Directions: Edit the material below by changing every "Coordinates" to "Points", and leave everything else unchanged.

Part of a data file
(begin)

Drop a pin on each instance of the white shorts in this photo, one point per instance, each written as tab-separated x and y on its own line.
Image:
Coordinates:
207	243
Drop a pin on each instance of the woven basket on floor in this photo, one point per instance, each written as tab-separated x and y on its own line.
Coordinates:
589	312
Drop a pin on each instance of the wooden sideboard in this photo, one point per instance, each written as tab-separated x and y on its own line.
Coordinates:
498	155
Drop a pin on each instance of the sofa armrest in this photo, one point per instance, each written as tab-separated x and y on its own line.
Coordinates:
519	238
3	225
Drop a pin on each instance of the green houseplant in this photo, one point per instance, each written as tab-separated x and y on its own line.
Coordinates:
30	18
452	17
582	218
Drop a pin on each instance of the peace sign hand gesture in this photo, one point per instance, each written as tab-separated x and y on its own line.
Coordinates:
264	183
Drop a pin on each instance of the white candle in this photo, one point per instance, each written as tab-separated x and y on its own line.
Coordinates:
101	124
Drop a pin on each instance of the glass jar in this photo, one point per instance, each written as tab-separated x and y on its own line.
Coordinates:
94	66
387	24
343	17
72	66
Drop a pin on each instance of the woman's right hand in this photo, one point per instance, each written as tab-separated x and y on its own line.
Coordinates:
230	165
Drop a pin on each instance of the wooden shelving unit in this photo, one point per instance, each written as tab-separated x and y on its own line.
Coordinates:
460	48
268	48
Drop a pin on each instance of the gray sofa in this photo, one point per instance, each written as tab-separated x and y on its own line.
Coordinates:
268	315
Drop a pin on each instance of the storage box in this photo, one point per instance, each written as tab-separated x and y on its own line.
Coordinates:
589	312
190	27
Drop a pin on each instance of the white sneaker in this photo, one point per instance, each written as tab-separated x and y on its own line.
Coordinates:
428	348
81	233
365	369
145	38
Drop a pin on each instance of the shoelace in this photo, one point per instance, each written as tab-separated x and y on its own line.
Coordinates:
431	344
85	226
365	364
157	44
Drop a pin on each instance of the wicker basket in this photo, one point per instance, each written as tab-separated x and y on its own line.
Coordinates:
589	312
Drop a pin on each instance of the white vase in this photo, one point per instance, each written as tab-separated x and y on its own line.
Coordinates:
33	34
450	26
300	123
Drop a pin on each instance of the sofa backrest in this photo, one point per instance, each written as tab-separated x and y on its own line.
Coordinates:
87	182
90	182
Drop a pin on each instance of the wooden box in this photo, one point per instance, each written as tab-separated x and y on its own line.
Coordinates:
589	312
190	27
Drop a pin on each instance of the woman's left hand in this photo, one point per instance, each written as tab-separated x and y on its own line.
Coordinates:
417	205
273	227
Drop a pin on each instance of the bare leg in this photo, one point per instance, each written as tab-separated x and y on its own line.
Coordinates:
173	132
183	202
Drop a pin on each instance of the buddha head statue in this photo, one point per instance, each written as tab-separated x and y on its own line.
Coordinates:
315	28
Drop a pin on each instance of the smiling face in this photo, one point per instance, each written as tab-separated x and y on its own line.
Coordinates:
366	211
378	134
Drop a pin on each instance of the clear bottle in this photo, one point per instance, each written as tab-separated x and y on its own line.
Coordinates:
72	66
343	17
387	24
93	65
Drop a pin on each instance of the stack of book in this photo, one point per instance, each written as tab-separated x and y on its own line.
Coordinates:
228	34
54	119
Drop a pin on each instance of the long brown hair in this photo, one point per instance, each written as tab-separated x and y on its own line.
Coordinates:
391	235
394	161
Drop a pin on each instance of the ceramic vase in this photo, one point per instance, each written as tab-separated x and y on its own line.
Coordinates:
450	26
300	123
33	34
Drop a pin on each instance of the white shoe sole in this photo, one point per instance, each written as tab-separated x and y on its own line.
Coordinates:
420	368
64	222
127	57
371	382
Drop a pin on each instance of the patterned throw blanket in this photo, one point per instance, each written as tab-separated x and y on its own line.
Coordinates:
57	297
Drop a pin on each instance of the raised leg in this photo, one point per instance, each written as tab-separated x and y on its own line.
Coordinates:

(end)

Full solution:
Drop a pin on each instance of the white shorts in this photo, one point per instance, each written as tab-separated x and y on its own line.
Image:
Points:
207	243
Drop a pin on each instance of the woven basket on floor in this photo, one point per instance, each written as tab-separated x and y on its own line.
Points:
589	312
Drop a pin on each instance of the wooden sideboard in this photo, one point per instance, each written as tab-separated x and y on its own line.
Points:
498	155
Drop a pin on each instance of the sofa armrest in this photo, one point per instance, each written as tab-separated x and y on its own line.
Points:
519	238
3	225
Drop a pin on each instance of the green houseplant in this photo, one point per instance, each written as tab-separated x and y on its own line.
Points:
30	18
452	17
582	218
Drop a pin on each instance of the peace sign hand gesture in this photo, one point per instance, each written as tab-separated x and y on its own line.
Points:
264	183
Drop a pin on each instance of the white candle in this photo, one point per instance, each written as tab-separated x and y on its own line.
Points:
101	124
Drop a pin on each instance of the glass jar in this photo, one point per instance, each written as tab-separated x and y on its own line.
Points:
94	66
387	24
343	17
72	66
Drop a pin on each instance of the woman's right hand in this photo, one point per instance, each written as tab-separated x and y on its own line.
Points:
230	165
Drop a pin on each instance of the wooden shelving unit in this photo, one point per instance, each written as tab-separated x and y on its own line.
Points:
460	48
268	48
Drop a pin on each instance of the gray sofa in this photo, one point per instance, each written as tab-separated x and y on its own line.
Points:
268	315
Drop a pin on each instance of the storage box in this photo, one point per instance, each written as tab-separated x and y on its own line.
Points:
589	312
190	27
Drop a pin on each instance of the white sneaker in this photo, one point per instance, each written as tab-separated x and y on its own line.
Points:
428	348
81	233
365	369
145	38
Drop a pin on each instance of the shoelace in this photo, one point per instance, each written as tab-separated x and y on its own line.
Points:
431	344
85	226
365	364
157	44
Drop a pin on each instance of the wicker basket in this photo, one point per instance, each written as tab-separated x and y on its own line.
Points:
589	312
Drop a pin on each instance of the white vase in this photo, one point per instance, each written as tab-separated x and y on its own line.
Points:
33	34
450	26
300	123
Drop a pin on each instance of the sofa backrest in this photo, one point per instance, each written as tab-separated x and y on its own line.
Points:
87	182
90	182
Drop a pin on each instance of the wooden box in this photo, one point per instance, each written as tab-separated x and y on its own line.
Points:
589	312
190	27
Drop a pin on each instance of the woman's left hand in this photo, one point per instance, each written as tab-separated x and y on its own line.
Points:
417	205
273	227
Drop a pin on each instance of the bare leg in this photo, one point per instance, each written as tab-separated x and y on its own line.
Points:
173	132
183	202
Drop a pin on each instance of the buddha head statue in this photo, one point per instance, each written as tab-separated x and y on its own line.
Points:
315	28
Drop a pin on each instance of the smiling face in this photo, one point per instance, each written as tab-separated x and y on its own line.
Points:
366	211
378	134
Drop a pin on each instance of the clear bottle in this photo, one point per instance, each written as tab-separated x and y on its own line.
Points:
72	66
343	17
387	24
93	65
Drop a pin on each instance of the stack of book in this photo, one point per instance, each written as tab-separated x and y on its own line.
Points:
228	34
54	119
Drop a pin on each instance of the long brown hair in this photo, one point per instance, each written as tab-separated x and y on its own line.
Points:
391	235
394	161
Drop a pin on each instance of the ceramic vase in this photo, one point per instance, each written as tab-separated x and y on its own line.
Points:
450	26
300	123
33	34
Drop a pin on each instance of the white shoe sole in this photo, one point per instance, each written as tab-separated x and y on its own line.
Points:
420	368
64	222
127	57
371	382
Drop a pin on each instance of the patterned throw blanket in this photo, one point per instance, each written as tab-separated x and y on its own line.
Points:
57	297
Drop a pin on each instance of the raised leg in this photo, one point per instance, each written as tab-separated x and y on its own line.
Points:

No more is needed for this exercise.